## Directions for this task
Reproduce all of the data exactly, with no line skipped.
● ● ● ● ● ● ●
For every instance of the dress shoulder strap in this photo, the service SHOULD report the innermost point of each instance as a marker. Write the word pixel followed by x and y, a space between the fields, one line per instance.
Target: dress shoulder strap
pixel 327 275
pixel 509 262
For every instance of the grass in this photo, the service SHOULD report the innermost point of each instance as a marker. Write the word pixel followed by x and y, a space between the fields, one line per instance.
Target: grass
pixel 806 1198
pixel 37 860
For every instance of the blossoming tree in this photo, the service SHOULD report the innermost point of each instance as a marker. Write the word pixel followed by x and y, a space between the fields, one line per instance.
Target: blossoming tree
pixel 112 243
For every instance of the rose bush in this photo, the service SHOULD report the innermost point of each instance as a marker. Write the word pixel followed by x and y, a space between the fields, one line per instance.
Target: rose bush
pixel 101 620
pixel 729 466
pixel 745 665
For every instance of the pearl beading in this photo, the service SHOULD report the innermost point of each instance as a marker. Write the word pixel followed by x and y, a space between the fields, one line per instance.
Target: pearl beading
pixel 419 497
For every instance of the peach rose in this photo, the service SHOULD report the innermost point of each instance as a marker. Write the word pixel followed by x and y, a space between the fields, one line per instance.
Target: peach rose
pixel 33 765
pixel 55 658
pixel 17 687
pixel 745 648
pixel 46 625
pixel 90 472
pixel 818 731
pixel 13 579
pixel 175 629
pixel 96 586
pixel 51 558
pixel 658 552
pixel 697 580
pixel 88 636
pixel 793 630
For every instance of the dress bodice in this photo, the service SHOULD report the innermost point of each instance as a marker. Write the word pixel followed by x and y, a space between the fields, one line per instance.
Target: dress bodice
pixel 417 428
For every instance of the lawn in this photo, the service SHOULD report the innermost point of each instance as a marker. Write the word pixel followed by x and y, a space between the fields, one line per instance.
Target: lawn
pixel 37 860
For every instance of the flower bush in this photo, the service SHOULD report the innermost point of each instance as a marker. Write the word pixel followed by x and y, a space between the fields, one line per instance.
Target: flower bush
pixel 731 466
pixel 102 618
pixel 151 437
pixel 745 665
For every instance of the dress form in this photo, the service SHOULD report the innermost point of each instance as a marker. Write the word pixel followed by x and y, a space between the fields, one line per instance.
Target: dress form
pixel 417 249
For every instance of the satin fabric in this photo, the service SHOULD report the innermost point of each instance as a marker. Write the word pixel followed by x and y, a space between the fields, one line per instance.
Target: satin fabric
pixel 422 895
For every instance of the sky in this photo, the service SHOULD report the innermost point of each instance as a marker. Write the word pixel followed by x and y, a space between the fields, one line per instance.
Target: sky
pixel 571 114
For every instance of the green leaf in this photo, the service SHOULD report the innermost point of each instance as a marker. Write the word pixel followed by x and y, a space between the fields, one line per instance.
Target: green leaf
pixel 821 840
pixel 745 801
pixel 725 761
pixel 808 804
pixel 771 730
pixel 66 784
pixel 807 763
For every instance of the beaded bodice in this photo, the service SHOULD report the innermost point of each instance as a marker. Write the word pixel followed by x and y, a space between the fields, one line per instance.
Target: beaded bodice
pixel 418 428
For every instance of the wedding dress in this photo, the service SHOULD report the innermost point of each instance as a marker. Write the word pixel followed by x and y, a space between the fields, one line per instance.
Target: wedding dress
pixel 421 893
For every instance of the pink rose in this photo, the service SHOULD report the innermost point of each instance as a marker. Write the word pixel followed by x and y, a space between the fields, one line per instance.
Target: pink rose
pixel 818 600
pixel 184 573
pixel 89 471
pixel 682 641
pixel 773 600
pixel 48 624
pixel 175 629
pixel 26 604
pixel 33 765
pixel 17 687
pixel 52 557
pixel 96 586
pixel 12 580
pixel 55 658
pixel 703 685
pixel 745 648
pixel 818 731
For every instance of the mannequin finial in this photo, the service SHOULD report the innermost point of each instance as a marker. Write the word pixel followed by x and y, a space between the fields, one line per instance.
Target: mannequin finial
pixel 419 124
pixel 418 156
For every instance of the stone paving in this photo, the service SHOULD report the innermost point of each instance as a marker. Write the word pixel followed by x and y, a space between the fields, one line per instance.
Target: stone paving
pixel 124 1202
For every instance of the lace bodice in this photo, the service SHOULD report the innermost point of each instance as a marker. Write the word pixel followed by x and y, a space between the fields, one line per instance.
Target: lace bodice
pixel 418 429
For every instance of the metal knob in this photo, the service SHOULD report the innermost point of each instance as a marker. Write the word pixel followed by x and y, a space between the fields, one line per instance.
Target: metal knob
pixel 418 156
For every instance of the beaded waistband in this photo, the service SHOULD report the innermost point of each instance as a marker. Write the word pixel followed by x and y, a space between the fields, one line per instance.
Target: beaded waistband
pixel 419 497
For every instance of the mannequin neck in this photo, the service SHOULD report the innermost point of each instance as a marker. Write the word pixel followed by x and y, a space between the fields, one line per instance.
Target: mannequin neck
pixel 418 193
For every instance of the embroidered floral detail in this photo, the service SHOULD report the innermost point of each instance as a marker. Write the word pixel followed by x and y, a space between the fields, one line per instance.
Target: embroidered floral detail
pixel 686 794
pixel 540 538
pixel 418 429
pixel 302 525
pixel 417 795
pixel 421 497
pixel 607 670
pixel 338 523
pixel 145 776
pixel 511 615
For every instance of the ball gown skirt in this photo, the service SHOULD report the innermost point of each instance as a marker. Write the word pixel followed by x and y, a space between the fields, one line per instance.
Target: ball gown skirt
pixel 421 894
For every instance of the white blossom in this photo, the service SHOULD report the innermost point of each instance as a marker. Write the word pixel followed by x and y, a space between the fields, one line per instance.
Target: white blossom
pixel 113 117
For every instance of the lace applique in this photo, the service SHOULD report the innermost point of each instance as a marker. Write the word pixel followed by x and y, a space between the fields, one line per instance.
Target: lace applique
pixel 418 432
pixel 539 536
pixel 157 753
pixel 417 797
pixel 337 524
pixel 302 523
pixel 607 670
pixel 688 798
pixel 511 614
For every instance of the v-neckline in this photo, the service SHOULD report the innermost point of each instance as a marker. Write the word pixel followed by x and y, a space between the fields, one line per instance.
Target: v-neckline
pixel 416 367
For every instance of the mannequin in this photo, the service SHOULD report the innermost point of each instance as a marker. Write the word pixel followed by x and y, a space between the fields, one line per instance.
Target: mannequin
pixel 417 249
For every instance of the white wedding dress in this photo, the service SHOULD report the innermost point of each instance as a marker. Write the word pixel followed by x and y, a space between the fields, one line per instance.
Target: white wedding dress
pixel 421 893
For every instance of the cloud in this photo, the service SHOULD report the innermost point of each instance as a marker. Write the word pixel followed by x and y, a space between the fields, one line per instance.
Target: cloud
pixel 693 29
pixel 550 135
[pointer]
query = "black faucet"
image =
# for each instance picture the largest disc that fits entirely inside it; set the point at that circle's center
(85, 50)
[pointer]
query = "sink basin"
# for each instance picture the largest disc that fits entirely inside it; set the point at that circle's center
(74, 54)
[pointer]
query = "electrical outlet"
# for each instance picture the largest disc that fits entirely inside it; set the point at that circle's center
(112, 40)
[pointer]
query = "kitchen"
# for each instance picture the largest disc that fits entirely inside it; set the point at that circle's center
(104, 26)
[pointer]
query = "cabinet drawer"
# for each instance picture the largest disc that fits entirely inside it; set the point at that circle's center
● ● ● ● ● ● ●
## Task output
For every instance of the dress shoulder strap in this photo, the service SHOULD report the innermost point of each instance as a marker. Write the word pixel followed by x and y, a space between the fields, one line per instance.
Target: dress shoulder strap
pixel 327 275
pixel 509 262
For every instance of the grass in this photo, the service SHOULD report the innermost point of each instance as a marker. Write the word pixel followed by x and y, a space between the fields, one line per instance.
Target: grass
pixel 806 1198
pixel 37 860
For every instance of the blossoming tree in this photo, the service SHOULD report the innermost point of each instance as a marker. Write the word pixel followed by x and y, a space between the fields, one line per instance.
Target: blossoming tree
pixel 112 243
For every instance of the rose bush in this photo, the service SHOULD report the innermost point of each instance as a marker. Write the word pixel followed by x and y, a space between the fields, one line per instance.
Target: rose bush
pixel 101 620
pixel 729 466
pixel 745 665
For every instance of the pearl beading in this photo, the service SHOULD report the innermost point of each instance as a marker. Write the word pixel followed by x and y, a space between the fields, one line per instance.
Target: pearl beading
pixel 419 497
For every instance of the peach rose in this photo, the service SHOULD report the innermost point of each instance as a marker. Write the word pixel followed by x and y, a space between the fields, one line per instance.
Target: peach rose
pixel 33 765
pixel 55 658
pixel 17 687
pixel 745 648
pixel 46 625
pixel 90 472
pixel 818 731
pixel 13 579
pixel 175 629
pixel 96 586
pixel 51 558
pixel 658 552
pixel 697 580
pixel 88 636
pixel 793 630
For every instance of the dress bodice in this photo, the service SHOULD report the innermost point of each instance as a marker. Write the word pixel followed by x and y, a space between the fields, one line per instance.
Target: dress bodice
pixel 417 428
For every instance of the lawn in this photo, the service SHOULD report the innermost point of each instance as a marker. Write the word pixel followed by x and y, a space between the fields, one line per instance.
Target: lawn
pixel 37 860
For every instance of the flower bush in this photo, the service SHOULD report the innermost point of each instance as a marker. Write the word pixel followed by x and y, a space between the fields, one line per instance.
Target: flower bush
pixel 731 466
pixel 102 618
pixel 151 437
pixel 745 665
For every instance of the dress form in this photo, the service SHOULD report the innermost point of each instance as a marker. Write the word pixel followed by x and y, a space between the fields, one line per instance.
Target: dress form
pixel 417 249
For every instance of the satin fabric in this photo, the service SHOULD report the innermost point of each instance as a marker. Write the word pixel followed by x and y, a space between the fields, one line per instance.
Target: satin fabric
pixel 422 895
For every instance of the sky in this photo, the service SHOULD report the innermost point of each instance as a marker. Write the word pixel followed by x and y, a space between the fields, one line per instance.
Target: sky
pixel 571 114
For every instance of the green leaf in this photo, the service SHOULD report the innermost point of each instance as a marker. Write the word pixel followed by x and y, a space between the fields, one line per instance.
Target: green leaf
pixel 821 840
pixel 745 801
pixel 725 761
pixel 808 804
pixel 771 730
pixel 66 784
pixel 807 763
For every instance of the beaded bodice in this photo, the service SHOULD report the innermost point of each instance as a marker. Write the word pixel followed by x and y, a space between the fields, one line per instance.
Target: beaded bodice
pixel 418 428
For every instance of the wedding dress in this photo, the service SHOULD report the innermost point of each instance as a marker. Write the word pixel followed by x and y, a space between the fields, one line per instance.
Target: wedding dress
pixel 421 893
For every instance of the pink rose in this photo, the service SHOULD report the innermost point of each instance as a marker. Write the word pixel followed by x and y, a space between the fields, one line per instance.
Target: pink rose
pixel 818 600
pixel 184 573
pixel 89 471
pixel 682 641
pixel 773 600
pixel 48 624
pixel 175 629
pixel 26 604
pixel 33 765
pixel 17 687
pixel 52 557
pixel 96 586
pixel 12 580
pixel 55 658
pixel 703 685
pixel 745 648
pixel 818 731
For every instance of the mannequin finial in this photo, the service SHOULD report the innermost point of each instance as a marker. Write the word pixel followed by x and y, a space between the fields, one line per instance.
Target: mannequin finial
pixel 419 124
pixel 418 156
For every instance of the stone paving in this photo, the service SHOULD report the innermost point of each instance as a marker. Write the word pixel followed by x and y, a space between the fields, one line per instance.
Target: stone paving
pixel 124 1202
For every instance of the lace bodice in this photo, the service SHOULD report the innermost point of each instance as a marker. Write the word pixel followed by x and y, a space between the fields, one line per instance.
Target: lace bodice
pixel 418 429
For every instance of the metal knob in this photo, the service SHOULD report the innermost point of each instance as a marker. Write the word pixel followed by x and y, a space between the fields, one line per instance.
Target: metal knob
pixel 418 156
For every instance of the beaded waistband in this photo, the service SHOULD report the innermost point of each instance as a marker. Write the word pixel followed by x and y, a space between the fields, one line per instance.
Target: beaded waistband
pixel 419 497
For every instance of the mannequin neck in this photo, the service SHOULD report the innermost point of each instance as a marker. Write the word pixel followed by x and y, a space between the fields, one line per instance.
Target: mannequin neck
pixel 418 193
For every instance of the embroidered floral detail in this photo, the service SHOULD report the innermost point of each instance as a marker. Write the word pixel followed by x and y, a space between the fields, one line per instance.
Target: embroidered floral detail
pixel 686 794
pixel 540 538
pixel 418 429
pixel 302 525
pixel 417 795
pixel 421 497
pixel 607 670
pixel 338 523
pixel 145 776
pixel 511 615
For every instance of the ball gown skirt in this photo, the service SHOULD report the innermost point of each instance as a marker. Write the word pixel followed by x and y, a space between the fields, one line per instance.
Target: ball gown skirt
pixel 421 894
For every instance of the white blossom in this photo, the service SHOULD report the innermost point of each instance as a marker. Write the word pixel followed by x and y, a space between the fields, one line per instance.
Target: white blossom
pixel 113 117
For every instance of the lace applique in this photo, the service SHOULD report the innermost point of each instance as a marker. Write the word pixel followed by x and y, a space between the fields, one line per instance.
Target: lace applique
pixel 418 432
pixel 539 536
pixel 157 753
pixel 417 797
pixel 337 524
pixel 302 523
pixel 607 670
pixel 688 798
pixel 511 614
For every instance of the v-neckline in this photo, the service SHOULD report the innermost point of each instance as a marker. Write the word pixel followed by x and y, a space between the fields, one line per instance.
Target: v-neckline
pixel 416 367
For every instance of the mannequin in this photo, the service SHOULD report the innermost point of each instance as a marker. Write the word pixel followed by x and y, a space between the fields, one line per instance.
Target: mannequin
pixel 417 249
For every instance of the white wedding dress in this photo, the service SHOULD report the innermost point of each instance as a marker. Write the word pixel followed by x and y, a space between the fields, one line per instance.
Target: white wedding dress
pixel 421 893
For every instance of the cloud in this photo, the service SHOULD report the innermost point of each instance as a marker. Write the word pixel followed by x and y, a space between the fields, one line per instance.
Target: cloud
pixel 693 29
pixel 550 135
[pointer]
query = "black faucet"
image =
# for each instance picture the largest disc that fits entirely inside it; set the point at that circle's center
(85, 50)
[pointer]
query = "sink basin"
# for each instance picture the largest disc that fits entirely inside it; set the point at that circle's center
(74, 54)
[pointer]
query = "electrical outlet"
# for each instance picture the largest disc that fits entirely inside it; set the point at that circle's center
(112, 40)
[pointer]
query = "kitchen"
# for each instance picture the largest disc that fits entirely inside it; set the point at that circle's center
(104, 26)
[pointer]
query = "cabinet drawer"
# for each instance picture the largest disc that fits entirely inside it; set the point at that circle's center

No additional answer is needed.